====== TRECHO APRESENTADO ======

E essa revolta, por sua vez, não é despropositada. Ela existe justamente porque Bolsonaro é um verdadeiro inimigo do povo. O presidente ilegítimo chegou ao poder porque a burguesia precisava de alguém que estivesse disposto a aplicar a indigesta política neoliberal: destruição da CLT, fim da aposentadoria, privatização das empresas públicas, privatização da água etc. Esses são os verdadeiros e incontestáveis “crimes” de Bolsonaro. Crimes para os quais não é necessário usar uma toga para julgar, mas que são facilmente percebidos pelo povo, maior vítima dos ataques do presidente ilegítimo. O movimento pelo “Fora Bolsonaro” não surge, portanto, da luta contra a corrupção. Não é uma saga da luta épica contra os infratores da lei, mas sim um movimento de massas que surge da luta do povo pela sua própria sobrevivência.
Essa concepção apresenta a Boulos é extremamente danosa para a esquerda porque, se os trabalhadores apenas se mobilizarem pelo fim do governo quando houver “crimes” comprovados”, eles estarão sempre a reboque da burguesia. Afinal, cabe a ela apontar os criminosos e abafar os casos mais escandalosos. O mais perverso dos crimes, sem a cobertura da imprensa capitalista, sem a investigação da bilionária Polícia Federal e sem o aval dos parlamentares permanece inofensivo para seus atores. Tanto isso é verdade que o próprio Guilherme Boulos decidiu entrar no movimento pelo “Fora Bolsonaro” apenas quando a burguesia decidiu lançar uma limitada ofensiva contra o governo.

====== MATERIAL FORNECIDO ======

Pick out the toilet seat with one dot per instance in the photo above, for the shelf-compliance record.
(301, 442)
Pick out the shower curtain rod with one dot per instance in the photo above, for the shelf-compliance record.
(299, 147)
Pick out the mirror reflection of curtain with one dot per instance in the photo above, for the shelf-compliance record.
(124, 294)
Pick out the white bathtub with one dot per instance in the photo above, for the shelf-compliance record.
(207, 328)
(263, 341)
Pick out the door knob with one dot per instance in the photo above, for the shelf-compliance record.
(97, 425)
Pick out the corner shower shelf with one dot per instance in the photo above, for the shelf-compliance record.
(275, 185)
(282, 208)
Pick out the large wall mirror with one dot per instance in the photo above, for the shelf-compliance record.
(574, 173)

======
====== MATERIAL FORNECIDO ======

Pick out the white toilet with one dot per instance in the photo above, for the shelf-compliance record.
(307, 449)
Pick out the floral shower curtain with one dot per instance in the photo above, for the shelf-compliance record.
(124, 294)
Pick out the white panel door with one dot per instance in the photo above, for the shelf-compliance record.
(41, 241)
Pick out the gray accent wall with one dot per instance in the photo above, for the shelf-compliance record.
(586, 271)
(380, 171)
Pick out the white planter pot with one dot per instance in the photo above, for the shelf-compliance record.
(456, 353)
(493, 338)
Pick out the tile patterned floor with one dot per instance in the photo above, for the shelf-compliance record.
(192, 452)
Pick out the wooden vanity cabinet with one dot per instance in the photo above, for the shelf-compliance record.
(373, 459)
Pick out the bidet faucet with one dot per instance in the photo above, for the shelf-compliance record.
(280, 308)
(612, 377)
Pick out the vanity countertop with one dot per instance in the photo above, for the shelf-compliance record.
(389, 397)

======

ENUNCIADO 1
Liste todas as linhas das entradas em que aparece a palavra "door", respeitando a distinção entre maiúsculas e minúsculas.
ENUNCIADO 2
Prossiga a redação do trecho sobre o movimento pelo "Fora Bolsonaro" a partir do ponto em que ele termina.
O trecho e as entradas constituem materiais independentes entre si.

RESPOSTA 1
Pick out the door knob with one dot per instance in the photo above, for the shelf-compliance record.
Pick out the white panel door with one dot per instance in the photo above, for the shelf-compliance record.

RESPOSTA 2
A concepção de que os “crimes” seriam os motivos pelos quais um governo deve cair não só imobiliza os trabalhadores, que ficam a reboque da burguesia, como também fortalece a própria classe dominante contra a esquerda. Se hoje, mesmo depois da experiência do golpe de 2016 e da prisão de Lula, Boulos continua afirmando que é preciso caçar os “criminosos”, estará colaborando para que toda a oposição passe para a ilegalidade por meio dos julgamentos comandados pelos inimigos do povo.